*EXERCÍCIO:* Devolva na íntegra o texto sobre os Tomorrows Tulips, sem qualquer alteração.

*TEXTO PARA LEITURA:*
□ □ □

Algures entre a condição de roqueiros desalinhados, hippies urbanos e anti-heróis da pop, encontramos um pequeno milagre chamado Tomorrows Tulips. Como charmosas personagens furadas de uma película de baixo orçamento, é na entrega e criatividade que se fazem valer, entrando na pele dos papéis mais marginais e perante os cenários mais contrastantes. Há quatro décadas atrás, escutar-se-ia nas rádios o clássico California Dreamin, então um dos símbolos de uma geração ancorada na libertação social com um charro na mão e um megafone na outra. Outras quatro décadas depois este trio apresenta-se não exactamente como fruto directo desse imaginário, mas sim como um belíssimo vislumbre do que isso poderia ter sido, se exposto à cultura do punk, do indie rock dos 90s e dos excessos deste milénio. Naturalmente californianos, encontraram pousio na editora Burger Records, casa excelsa para uma nata excêntrica de bandas como Black Lips, Ty Segall, Thee Oh Sees, Hunx and His Punx ou Brian Jonestown Massacre. Os nomes falam por si e foi neste ambiente DIY, de (con)fusão musical bastarda, onde não existem caminhos certos ou errados, que fermentaram o último álbum When – brilhante colecção de canções dignas para uma road trip de sonho.

□ □ □

*DADOS FORNECIDOS:*
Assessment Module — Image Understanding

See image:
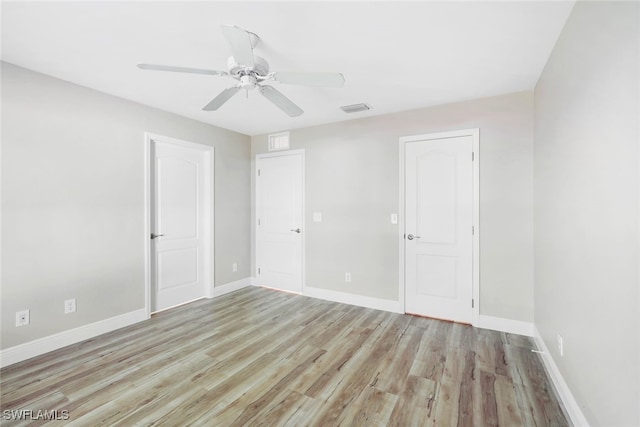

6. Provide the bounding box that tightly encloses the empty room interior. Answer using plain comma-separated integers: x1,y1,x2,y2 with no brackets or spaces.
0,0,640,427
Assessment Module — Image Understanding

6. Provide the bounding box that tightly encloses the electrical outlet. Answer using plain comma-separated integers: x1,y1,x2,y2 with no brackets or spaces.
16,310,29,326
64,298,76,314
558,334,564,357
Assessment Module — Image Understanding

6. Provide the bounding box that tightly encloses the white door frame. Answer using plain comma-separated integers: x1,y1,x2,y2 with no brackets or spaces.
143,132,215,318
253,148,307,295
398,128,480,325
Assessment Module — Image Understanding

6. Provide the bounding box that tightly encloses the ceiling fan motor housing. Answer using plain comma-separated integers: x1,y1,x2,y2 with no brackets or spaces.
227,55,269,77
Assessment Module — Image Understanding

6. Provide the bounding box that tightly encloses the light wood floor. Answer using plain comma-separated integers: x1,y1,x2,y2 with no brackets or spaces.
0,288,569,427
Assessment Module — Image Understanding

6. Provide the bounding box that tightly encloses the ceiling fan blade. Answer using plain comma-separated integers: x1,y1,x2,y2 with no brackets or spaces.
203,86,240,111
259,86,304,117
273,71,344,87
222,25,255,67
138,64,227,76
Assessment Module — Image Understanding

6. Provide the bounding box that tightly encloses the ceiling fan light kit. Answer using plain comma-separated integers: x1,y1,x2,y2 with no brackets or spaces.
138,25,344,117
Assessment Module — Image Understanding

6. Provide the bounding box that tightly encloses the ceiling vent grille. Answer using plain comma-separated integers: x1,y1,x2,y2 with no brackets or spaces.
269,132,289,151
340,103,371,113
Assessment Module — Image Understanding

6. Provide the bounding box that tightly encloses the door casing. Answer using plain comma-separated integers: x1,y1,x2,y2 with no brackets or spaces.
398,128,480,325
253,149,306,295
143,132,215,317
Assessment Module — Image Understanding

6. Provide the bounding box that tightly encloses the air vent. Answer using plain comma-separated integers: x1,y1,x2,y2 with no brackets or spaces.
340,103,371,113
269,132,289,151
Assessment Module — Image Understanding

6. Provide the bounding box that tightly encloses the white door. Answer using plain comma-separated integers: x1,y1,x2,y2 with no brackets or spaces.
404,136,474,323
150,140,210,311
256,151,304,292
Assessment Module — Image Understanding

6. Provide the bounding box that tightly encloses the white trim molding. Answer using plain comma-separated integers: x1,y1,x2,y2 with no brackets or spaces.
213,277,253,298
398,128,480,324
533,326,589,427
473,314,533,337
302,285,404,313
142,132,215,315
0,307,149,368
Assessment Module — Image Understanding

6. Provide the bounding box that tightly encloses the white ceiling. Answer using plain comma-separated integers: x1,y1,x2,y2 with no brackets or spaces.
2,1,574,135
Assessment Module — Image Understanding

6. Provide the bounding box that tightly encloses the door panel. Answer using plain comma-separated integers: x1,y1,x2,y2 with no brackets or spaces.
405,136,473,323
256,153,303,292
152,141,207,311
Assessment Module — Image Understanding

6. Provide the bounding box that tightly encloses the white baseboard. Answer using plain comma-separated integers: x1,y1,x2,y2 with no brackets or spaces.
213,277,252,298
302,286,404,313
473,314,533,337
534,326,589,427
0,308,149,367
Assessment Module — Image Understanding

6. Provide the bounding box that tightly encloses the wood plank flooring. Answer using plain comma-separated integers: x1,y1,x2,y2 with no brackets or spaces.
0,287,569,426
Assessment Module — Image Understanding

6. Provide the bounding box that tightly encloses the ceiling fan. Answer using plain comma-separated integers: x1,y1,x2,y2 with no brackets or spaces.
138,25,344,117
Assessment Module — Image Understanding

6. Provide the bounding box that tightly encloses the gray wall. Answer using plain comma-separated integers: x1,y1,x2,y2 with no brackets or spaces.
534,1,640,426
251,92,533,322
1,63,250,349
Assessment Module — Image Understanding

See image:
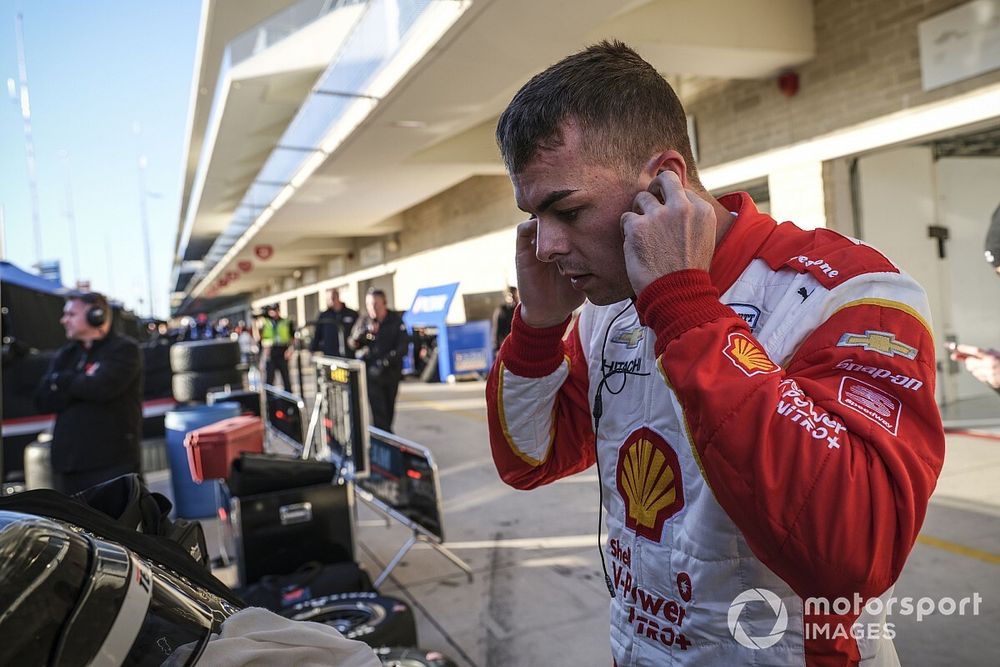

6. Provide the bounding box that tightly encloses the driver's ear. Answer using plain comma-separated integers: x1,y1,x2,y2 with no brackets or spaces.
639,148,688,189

□ □ □

*RESPOSTA:*
Algures entre a condição de roqueiros desalinhados, hippies urbanos e anti-heróis da pop, encontramos um pequeno milagre chamado Tomorrows Tulips. Como charmosas personagens furadas de uma película de baixo orçamento, é na entrega e criatividade que se fazem valer, entrando na pele dos papéis mais marginais e perante os cenários mais contrastantes. Há quatro décadas atrás, escutar-se-ia nas rádios o clássico California Dreamin, então um dos símbolos de uma geração ancorada na libertação social com um charro na mão e um megafone na outra. Outras quatro décadas depois este trio apresenta-se não exactamente como fruto directo desse imaginário, mas sim como um belíssimo vislumbre do que isso poderia ter sido, se exposto à cultura do punk, do indie rock dos 90s e dos excessos deste milénio. Naturalmente californianos, encontraram pousio na editora Burger Records, casa excelsa para uma nata excêntrica de bandas como Black Lips, Ty Segall, Thee Oh Sees, Hunx and His Punx ou Brian Jonestown Massacre. Os nomes falam por si e foi neste ambiente DIY, de (con)fusão musical bastarda, onde não existem caminhos certos ou errados, que fermentaram o último álbum When – brilhante colecção de canções dignas para uma road trip de sonho.